Provided passage
'''

Six words: Love Christ, Serve Others, Welcome All.

These six words, the mission statement of our cathedral, also encompass our purpose here today. For we are celebrating Vida Joven de Mexico, our foster home in Tijuana, MX. We support Vida Joven to love, protect and educate some 30 – 35 children. These children have been abandoned, either because their parents are in prison, or incapacitated by drugs. Last year I talked about one of our kids, Rosario, who arrived at the casa having wandered the streets of Tijuana at a very young age, all alone at 2 o’clock in the morning . Now Rosario is doing well, has new glasses, has caught up to her peers socially and loves school. Just one of our success stories, which include housing and educating these kids, and even sending three of our older girls to University.

It is thanks to Stephen Velez-Confer and many others, some of whom are here today, that Vida Joven exists at all. The devoted and dedicated people who had started the house by sheltering a number of kids who were incarcerated with their parents in prison, had run out of steam and fundraising ideas, and wanted to retire. The house was in danger of closing, until, as our former dean Scott said, “I sent a van load of bleeding heart clergy and sharp pencilled business people down to assess the situation. They came back saying, ‘after much prayer we have determined that we must take this on.’ ” So we did, and now we celebrate.

Today’s celebrations include a forum in which Beth Beall, our program director, will show us life at the home, through pictures and discussion, followed by a
q&a session led by Silvia, our house director and chair of the Mexican board of directors. Sylvia’s niece, Marcia, will join us in the pulpit in a few minutes to tell us about the work of the past year, and where we hope to go from here. And Amy Dagman has worked all year with the children to produce a wonderful art show, located in the sixth ave courtyard, near the Guild room. The art is for sale. Finally, there will be great food, both at the forum and after the 10:30 service. So today we have a fiesta in honor of Vida Joven and its mission.

The mission of the home is to love, protect, and educate every child who comes to Vida Joven. Some have called Vida Joven, formerly known as Dorcas House, our flagship outreach project. For ten years now, we, and many others throughout the diocese and beyond, have worked to ensure its viability. It takes much work, persistence and a lot of prayer to keep our home open.

'''

Material supplied
'''

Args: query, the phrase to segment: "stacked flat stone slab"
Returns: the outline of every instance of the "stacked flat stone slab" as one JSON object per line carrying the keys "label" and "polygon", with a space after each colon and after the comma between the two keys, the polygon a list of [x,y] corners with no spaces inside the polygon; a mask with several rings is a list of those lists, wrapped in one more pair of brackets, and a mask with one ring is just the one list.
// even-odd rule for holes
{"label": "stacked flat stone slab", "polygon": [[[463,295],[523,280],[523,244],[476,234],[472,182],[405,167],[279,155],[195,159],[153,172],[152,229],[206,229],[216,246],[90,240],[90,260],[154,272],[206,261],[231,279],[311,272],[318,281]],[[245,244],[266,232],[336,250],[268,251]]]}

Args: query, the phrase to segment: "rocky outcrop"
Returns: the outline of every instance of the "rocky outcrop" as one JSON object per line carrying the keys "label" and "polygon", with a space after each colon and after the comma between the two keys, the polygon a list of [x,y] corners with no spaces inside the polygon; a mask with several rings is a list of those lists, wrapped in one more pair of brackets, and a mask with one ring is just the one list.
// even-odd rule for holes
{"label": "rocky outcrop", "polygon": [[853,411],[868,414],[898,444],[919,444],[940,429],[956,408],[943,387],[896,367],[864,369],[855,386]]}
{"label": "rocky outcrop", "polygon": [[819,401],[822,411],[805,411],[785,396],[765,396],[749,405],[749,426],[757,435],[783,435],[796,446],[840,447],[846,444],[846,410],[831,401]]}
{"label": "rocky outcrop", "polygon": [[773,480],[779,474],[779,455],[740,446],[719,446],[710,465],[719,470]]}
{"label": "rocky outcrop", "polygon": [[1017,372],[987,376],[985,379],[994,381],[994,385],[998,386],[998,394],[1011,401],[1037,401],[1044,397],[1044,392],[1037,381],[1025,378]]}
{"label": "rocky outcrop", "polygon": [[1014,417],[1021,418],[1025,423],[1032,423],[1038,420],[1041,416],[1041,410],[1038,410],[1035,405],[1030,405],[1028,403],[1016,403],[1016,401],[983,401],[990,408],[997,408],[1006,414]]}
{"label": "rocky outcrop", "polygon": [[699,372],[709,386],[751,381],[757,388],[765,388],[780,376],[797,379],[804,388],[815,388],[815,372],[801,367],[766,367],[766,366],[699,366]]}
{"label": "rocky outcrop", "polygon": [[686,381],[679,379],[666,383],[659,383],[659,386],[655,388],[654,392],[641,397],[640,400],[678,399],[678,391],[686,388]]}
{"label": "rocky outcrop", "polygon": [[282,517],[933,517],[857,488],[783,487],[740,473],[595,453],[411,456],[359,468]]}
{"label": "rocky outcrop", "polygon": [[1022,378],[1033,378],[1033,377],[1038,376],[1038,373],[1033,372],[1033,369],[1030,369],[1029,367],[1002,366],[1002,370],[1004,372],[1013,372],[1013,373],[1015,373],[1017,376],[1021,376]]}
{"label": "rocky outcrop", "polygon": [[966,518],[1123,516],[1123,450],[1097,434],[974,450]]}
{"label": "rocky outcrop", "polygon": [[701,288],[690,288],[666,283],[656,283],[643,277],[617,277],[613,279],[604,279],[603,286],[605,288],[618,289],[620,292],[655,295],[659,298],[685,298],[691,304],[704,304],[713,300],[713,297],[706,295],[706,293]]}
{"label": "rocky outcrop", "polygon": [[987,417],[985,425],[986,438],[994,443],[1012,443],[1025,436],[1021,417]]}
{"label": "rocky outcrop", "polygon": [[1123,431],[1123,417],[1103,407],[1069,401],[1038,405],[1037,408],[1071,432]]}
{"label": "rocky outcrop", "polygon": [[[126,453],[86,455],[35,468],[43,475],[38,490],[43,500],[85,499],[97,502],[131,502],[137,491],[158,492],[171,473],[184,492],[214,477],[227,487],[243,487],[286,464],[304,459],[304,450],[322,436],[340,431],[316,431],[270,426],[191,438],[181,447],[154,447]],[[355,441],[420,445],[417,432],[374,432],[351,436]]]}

'''

Complete the following
• a. Check each statement below against the Vida Joven remarks and answer yes or no, quoting the words that decide it: (i) Vida Joven was once called Dorcas House. (ii) The children's art show is located in the Guild room. (iii) The cathedral has sent three of the older girls to university.
• b. Extend the Vida Joven remarks past their final sentence, keeping the speaker's voice.

Answer list
• a.
(i) Yes: "Vida Joven, formerly known as Dorcas House"
(ii) No: "located in the sixth ave courtyard, near the Guild room"
(iii) Yes: "even sending three of our older girls to University"

• b.
And our Gospel today focuses upon the importance of two things: prayer and persistence. “Jesus told his disciples a parable about their need to pray always and not to lose heart.” The parable is a call for us to be persistent in prayer and action. After all, the annoying widow pushed and pushed until the judge finally threw up his hands and granted her what she wanted. The widow’s persistence alone seemingly leads the judge to act justly. But Jesus indicates that God is the unseen actor. “Will not God grant justice for his chosen ones who cry to him day and night?” (Luke 18:7).

The point is that only God can bring about justice in an unjust world. That is why we must pray and not give up in our work. As we contemplate our own prayer habits, let’s look at some prayers written by the children of Vida Joven.


Lord, I ask that you cleanse our hearts.
Lord, I ask that you give us one more day of life and strength.
The Lord loves you, and I love you.
Dear God, watch over Silvia.
The Lord calms our pain.
Lord have mercy on those who need you.
Lord I call on you for the Mothers of the House. I love them.
Lord bless our families.
To my family, I love you very much.
Heal with much love.

Jesus argues, if an unjust judge can be moved by persistent petitions to help a stranger for whom he has no regard, how much more “will God help his own chosen ones who cry to him day and night!”

Therefore, always pray and don’t lose heart.

So this parable is intended to be an encouragement for us to pray continually and persist in our work.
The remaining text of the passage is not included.